Work required: Write the lines as a JSON list of strings, one string per line and blank lines omitted, starting at the line that contains "the dry grass" and continuing through the last line of the records.

:: Data entries ::

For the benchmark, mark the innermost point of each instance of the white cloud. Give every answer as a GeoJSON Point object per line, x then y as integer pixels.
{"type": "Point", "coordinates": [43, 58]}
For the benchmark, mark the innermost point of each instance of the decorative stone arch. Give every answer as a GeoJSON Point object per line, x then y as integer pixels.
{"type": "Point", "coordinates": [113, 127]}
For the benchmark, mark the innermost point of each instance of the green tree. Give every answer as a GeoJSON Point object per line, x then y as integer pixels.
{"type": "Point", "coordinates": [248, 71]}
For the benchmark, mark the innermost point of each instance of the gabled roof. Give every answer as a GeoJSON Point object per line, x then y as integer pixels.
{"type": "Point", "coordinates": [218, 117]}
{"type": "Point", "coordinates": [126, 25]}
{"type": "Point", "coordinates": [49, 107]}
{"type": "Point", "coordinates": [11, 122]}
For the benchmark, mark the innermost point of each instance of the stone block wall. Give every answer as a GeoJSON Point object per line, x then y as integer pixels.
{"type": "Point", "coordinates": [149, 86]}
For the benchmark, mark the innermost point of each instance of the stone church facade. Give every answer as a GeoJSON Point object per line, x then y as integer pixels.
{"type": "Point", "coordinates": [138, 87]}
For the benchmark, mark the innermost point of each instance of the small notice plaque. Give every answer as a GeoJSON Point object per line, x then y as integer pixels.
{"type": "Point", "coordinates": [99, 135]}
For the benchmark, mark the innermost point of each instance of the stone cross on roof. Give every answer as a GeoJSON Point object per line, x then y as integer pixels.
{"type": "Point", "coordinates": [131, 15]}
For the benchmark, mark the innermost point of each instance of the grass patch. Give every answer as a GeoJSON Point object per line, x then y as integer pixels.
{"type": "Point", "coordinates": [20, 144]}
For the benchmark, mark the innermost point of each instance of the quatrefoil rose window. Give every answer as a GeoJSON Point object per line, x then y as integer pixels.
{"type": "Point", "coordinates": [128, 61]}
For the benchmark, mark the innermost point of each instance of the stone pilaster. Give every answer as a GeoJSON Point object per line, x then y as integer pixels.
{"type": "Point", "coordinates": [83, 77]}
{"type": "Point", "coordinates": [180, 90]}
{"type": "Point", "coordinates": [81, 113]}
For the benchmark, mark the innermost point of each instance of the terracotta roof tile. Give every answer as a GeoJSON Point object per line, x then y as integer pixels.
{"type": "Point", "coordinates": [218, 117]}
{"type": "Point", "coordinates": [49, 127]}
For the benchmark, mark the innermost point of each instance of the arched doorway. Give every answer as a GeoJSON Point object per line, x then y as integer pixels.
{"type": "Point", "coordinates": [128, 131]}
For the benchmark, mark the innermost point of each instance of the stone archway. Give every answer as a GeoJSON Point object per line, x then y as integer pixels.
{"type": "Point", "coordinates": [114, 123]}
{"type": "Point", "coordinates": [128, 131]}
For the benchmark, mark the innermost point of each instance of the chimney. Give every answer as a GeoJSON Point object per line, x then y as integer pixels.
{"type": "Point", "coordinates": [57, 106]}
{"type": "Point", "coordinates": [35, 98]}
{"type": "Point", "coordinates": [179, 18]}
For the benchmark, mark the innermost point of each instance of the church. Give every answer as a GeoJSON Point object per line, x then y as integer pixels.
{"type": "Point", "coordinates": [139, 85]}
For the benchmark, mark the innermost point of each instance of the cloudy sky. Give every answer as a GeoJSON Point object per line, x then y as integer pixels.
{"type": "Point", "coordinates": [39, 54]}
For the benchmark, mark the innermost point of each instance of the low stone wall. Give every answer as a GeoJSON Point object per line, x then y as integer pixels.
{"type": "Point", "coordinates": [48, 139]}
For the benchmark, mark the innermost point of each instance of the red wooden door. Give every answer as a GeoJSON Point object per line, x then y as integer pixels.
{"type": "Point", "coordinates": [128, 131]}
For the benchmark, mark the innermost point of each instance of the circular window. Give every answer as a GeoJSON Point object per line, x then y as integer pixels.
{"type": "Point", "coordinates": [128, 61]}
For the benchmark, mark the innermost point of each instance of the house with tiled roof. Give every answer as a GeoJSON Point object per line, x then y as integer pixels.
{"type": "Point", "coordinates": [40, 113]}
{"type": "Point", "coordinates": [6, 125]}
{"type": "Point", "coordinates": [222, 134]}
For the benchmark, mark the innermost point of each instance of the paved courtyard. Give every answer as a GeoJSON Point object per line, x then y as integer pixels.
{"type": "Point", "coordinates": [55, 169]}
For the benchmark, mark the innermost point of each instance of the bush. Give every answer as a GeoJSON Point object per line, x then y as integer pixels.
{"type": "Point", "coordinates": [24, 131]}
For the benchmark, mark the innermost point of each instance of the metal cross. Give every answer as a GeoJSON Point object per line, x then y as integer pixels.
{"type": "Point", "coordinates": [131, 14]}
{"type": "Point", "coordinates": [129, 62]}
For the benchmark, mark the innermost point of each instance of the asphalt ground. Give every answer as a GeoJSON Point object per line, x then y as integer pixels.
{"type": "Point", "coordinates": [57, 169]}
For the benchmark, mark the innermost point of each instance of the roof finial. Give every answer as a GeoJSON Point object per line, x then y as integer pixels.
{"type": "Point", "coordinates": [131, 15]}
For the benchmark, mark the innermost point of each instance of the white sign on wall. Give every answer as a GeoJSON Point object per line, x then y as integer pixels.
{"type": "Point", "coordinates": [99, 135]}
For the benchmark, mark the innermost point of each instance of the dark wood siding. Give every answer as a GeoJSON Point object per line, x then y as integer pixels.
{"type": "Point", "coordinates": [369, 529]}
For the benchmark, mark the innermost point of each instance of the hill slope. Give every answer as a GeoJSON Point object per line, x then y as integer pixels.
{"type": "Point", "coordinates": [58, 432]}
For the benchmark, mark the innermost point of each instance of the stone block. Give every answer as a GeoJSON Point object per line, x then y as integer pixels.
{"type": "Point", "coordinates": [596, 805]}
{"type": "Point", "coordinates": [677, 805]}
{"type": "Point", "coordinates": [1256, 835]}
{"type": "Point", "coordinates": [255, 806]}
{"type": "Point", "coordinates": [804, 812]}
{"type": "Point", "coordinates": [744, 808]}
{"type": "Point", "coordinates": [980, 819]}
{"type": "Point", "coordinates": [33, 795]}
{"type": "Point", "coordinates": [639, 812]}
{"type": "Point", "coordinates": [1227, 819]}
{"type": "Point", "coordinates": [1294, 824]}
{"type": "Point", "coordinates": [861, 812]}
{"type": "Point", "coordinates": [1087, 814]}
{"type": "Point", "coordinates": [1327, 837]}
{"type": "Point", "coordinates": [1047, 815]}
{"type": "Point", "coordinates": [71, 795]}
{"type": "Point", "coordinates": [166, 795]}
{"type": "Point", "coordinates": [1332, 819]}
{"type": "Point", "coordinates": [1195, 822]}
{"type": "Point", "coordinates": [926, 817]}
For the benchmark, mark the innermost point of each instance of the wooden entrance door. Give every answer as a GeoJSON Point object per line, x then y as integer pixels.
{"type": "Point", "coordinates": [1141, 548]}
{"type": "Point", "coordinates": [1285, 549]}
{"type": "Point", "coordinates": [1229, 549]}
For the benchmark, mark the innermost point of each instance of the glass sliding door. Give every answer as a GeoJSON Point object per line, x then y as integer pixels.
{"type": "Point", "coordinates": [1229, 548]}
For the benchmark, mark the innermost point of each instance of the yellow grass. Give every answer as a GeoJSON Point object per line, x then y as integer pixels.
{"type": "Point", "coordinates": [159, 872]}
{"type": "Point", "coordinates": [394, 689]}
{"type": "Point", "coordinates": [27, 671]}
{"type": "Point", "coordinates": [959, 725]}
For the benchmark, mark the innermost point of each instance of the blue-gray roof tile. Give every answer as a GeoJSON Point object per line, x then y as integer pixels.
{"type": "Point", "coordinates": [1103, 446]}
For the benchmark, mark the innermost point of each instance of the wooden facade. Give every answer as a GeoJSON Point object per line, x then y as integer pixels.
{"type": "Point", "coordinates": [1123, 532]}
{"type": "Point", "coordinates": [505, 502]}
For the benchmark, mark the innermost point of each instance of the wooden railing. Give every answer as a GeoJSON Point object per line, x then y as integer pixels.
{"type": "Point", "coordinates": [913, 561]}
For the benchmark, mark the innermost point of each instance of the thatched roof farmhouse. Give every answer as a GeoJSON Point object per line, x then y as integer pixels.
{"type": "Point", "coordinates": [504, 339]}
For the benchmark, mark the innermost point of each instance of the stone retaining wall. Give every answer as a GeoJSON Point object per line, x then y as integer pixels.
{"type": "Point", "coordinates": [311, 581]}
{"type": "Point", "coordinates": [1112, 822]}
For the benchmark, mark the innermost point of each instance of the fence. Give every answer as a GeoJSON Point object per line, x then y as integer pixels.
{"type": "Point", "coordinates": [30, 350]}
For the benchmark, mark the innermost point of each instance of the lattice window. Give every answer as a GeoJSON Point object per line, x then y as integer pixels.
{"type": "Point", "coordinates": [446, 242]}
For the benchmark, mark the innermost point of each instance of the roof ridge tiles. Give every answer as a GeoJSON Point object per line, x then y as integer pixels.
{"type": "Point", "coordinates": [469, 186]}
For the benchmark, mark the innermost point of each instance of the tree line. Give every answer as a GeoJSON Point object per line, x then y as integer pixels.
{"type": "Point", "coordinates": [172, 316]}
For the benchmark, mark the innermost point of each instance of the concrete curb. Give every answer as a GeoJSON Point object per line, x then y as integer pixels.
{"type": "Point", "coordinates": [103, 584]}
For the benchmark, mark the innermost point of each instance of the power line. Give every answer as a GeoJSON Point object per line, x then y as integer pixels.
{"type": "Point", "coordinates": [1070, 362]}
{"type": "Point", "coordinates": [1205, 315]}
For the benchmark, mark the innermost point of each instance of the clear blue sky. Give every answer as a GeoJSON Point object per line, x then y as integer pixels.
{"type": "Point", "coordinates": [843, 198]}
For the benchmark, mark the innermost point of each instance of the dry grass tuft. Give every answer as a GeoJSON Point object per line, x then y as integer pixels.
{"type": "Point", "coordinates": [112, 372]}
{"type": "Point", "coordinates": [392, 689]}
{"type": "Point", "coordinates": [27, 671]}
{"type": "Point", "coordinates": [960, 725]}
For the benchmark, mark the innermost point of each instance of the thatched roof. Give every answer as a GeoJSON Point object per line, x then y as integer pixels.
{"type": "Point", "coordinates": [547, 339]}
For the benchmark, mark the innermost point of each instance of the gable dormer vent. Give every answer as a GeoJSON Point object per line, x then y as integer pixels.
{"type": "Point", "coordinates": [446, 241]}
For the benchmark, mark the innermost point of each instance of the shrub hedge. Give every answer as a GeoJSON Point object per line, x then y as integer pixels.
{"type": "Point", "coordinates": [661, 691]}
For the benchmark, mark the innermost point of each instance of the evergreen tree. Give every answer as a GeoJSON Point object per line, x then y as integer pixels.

:::

Completed exercise:
[
  "For the benchmark, mark the innermost point of each instance of the dry grass tuft. Give every answer as a GeoJSON Point object per line, x then y as integer pixels.",
  "{\"type\": \"Point\", \"coordinates\": [112, 372]}",
  "{\"type\": \"Point\", \"coordinates\": [392, 689]}",
  "{\"type\": \"Point\", \"coordinates\": [27, 671]}",
  "{\"type\": \"Point\", \"coordinates\": [960, 725]}",
  "For the benchmark, mark the innermost point of each instance of the thatched roof. Give every answer as a GeoJSON Point object per line, x then y as integer pixels.",
  "{\"type\": \"Point\", \"coordinates\": [547, 339]}",
  "For the benchmark, mark the innermost point of each instance of the gable dormer vent. Give every answer as a GeoJSON Point object per line, x then y as integer pixels.",
  "{\"type\": \"Point\", \"coordinates\": [446, 241]}",
  "For the benchmark, mark the innermost point of each instance of the shrub hedge. Give every answer as a GeoJSON Point object per line, x then y as integer pixels.",
  "{\"type\": \"Point\", \"coordinates\": [661, 691]}",
  "For the benchmark, mark the innermost point of each instance of the evergreen tree. Give every answer as a GeoJSON Point object per line, x then y as integer pixels."
]